# Given instruction:
Below is a set of records. Repeat all of them exactly.

━━ Material

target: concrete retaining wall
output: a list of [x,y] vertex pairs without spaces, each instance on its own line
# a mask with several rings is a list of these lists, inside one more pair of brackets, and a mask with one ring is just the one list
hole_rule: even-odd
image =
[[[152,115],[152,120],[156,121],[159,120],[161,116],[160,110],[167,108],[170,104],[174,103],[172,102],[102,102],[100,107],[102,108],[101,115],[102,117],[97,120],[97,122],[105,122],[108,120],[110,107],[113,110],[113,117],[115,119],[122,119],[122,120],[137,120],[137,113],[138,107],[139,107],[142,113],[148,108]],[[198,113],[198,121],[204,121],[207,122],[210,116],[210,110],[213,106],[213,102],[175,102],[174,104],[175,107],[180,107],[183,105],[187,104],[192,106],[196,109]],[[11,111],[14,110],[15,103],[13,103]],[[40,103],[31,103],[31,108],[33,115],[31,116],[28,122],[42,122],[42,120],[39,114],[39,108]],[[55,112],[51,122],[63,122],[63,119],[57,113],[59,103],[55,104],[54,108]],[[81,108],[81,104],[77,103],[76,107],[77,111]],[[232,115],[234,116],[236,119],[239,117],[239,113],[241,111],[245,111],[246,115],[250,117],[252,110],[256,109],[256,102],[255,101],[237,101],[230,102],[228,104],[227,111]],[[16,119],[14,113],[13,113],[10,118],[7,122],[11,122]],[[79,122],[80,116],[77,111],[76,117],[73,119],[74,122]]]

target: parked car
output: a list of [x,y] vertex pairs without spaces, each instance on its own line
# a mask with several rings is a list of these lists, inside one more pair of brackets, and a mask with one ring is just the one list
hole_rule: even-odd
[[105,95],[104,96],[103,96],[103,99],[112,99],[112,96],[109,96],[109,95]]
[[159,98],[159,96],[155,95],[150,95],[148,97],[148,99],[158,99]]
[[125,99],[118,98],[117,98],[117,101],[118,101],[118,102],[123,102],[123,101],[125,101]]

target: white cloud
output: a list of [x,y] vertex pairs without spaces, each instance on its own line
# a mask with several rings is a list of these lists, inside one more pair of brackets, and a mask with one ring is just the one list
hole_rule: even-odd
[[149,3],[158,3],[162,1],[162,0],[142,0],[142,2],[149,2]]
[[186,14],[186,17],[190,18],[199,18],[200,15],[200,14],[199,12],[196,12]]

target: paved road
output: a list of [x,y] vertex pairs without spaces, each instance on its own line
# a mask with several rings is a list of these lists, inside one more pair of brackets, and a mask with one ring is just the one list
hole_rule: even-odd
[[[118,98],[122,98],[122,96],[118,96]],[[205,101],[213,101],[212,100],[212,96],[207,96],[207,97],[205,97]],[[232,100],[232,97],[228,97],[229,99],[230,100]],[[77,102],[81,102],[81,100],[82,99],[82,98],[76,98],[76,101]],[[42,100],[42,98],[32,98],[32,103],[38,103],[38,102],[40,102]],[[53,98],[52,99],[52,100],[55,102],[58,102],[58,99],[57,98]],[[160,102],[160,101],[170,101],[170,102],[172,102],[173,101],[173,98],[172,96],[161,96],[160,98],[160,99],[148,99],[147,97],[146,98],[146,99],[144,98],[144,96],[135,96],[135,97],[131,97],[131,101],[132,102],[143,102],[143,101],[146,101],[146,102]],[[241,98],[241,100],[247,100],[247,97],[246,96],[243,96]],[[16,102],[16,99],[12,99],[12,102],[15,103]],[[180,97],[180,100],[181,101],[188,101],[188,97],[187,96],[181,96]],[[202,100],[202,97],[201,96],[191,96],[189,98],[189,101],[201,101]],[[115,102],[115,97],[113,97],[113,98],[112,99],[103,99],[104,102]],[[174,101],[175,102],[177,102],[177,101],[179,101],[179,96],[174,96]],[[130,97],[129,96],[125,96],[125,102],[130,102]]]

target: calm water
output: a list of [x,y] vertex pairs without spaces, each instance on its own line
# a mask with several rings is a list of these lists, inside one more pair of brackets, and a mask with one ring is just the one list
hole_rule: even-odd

━━━━

# In response:
target: concrete retaining wall
output: a list of [x,y] vertex pairs without spaces, each instance on its own line
# a mask with several rings is a list of these lists, inside one more pair of brackets, and a mask with one ring is just the one list
hole_rule: even-odd
image =
[[[152,115],[152,120],[156,121],[159,120],[161,116],[160,110],[167,108],[170,104],[174,103],[172,102],[102,102],[100,107],[102,108],[101,115],[102,117],[97,120],[97,122],[105,122],[108,120],[110,107],[113,110],[113,117],[115,119],[122,119],[122,120],[137,120],[137,113],[138,107],[139,107],[142,113],[148,108]],[[198,113],[198,121],[204,121],[207,122],[210,116],[210,110],[213,106],[213,102],[175,102],[174,104],[175,107],[180,107],[183,105],[187,104],[192,106],[196,109]],[[11,111],[14,110],[15,103],[13,103]],[[40,103],[31,103],[31,108],[33,115],[31,116],[28,122],[42,122],[42,120],[39,114],[39,108]],[[55,112],[51,122],[63,122],[63,119],[57,113],[59,103],[55,104],[54,108]],[[81,108],[81,104],[77,103],[76,107],[77,111]],[[232,115],[234,116],[236,119],[239,117],[239,113],[241,111],[245,111],[246,115],[250,117],[252,110],[256,109],[256,102],[255,101],[237,101],[230,102],[228,104],[227,111]],[[16,119],[14,113],[13,113],[10,118],[7,122],[11,122]],[[79,122],[80,116],[77,111],[76,117],[73,119],[74,122]]]

target: parked car
output: a list of [x,y] vertex pairs without spaces, each instance on its own line
# a mask with several rings is a list of these lists, inside one more pair of brackets, and a mask with one ring is just the one list
hole_rule: even-odd
[[105,95],[104,96],[103,96],[103,99],[112,99],[112,96],[109,96],[109,95]]
[[159,98],[159,96],[155,95],[150,95],[148,97],[148,99],[158,99]]
[[125,99],[118,98],[117,98],[117,101],[118,101],[118,102],[123,102],[123,101],[125,101]]

target: white cloud
output: a list of [x,y] vertex pairs without spaces, each instance on its own line
# a mask with several rings is a list of these lists, inside one more pair of brackets, and a mask with one ring is just the one list
hole_rule: even-odd
[[149,3],[158,3],[162,1],[162,0],[142,0],[142,2],[149,2]]
[[186,14],[186,17],[190,18],[199,18],[200,15],[200,14],[199,12],[196,12]]

target: paved road
output: a list of [x,y] vertex pairs without spaces, each instance on its own line
# a mask with several rings is a list of these lists, inside one more pair of brackets, and a mask with one ring is just the one list
hole_rule: even-odd
[[[118,98],[122,98],[122,96],[118,96]],[[205,101],[213,101],[212,100],[212,96],[207,96],[207,97],[205,97]],[[232,100],[232,97],[228,97],[229,99],[230,100]],[[77,102],[81,102],[81,100],[82,99],[82,98],[76,98],[76,101]],[[42,100],[42,98],[32,98],[32,103],[38,103],[38,102],[40,102]],[[53,98],[52,99],[52,100],[55,102],[58,102],[58,99],[57,98]],[[160,102],[160,101],[170,101],[170,102],[172,102],[173,101],[173,98],[172,96],[161,96],[160,98],[160,99],[148,99],[147,97],[146,98],[146,99],[144,98],[144,96],[135,96],[135,97],[131,97],[131,101],[132,102],[143,102],[143,101],[146,101],[146,102]],[[241,98],[241,100],[247,100],[247,97],[246,96],[243,96]],[[16,102],[16,99],[12,99],[12,102],[15,103]],[[180,97],[180,100],[181,101],[188,101],[188,97],[187,96],[181,96]],[[202,100],[202,97],[201,96],[191,96],[189,98],[189,101],[201,101]],[[115,102],[115,97],[113,97],[113,98],[112,99],[103,99],[104,102]],[[174,101],[175,102],[177,102],[177,101],[179,101],[179,96],[174,96]],[[130,97],[129,96],[125,96],[125,102],[130,102]]]

target: calm water
output: a list of [x,y] vertex pairs without spaces, each instance on its own line
# a mask with several rings is a list of these lists, inside one more pair of brackets, and a mask with one ring is just the one list
hole_rule: even-odd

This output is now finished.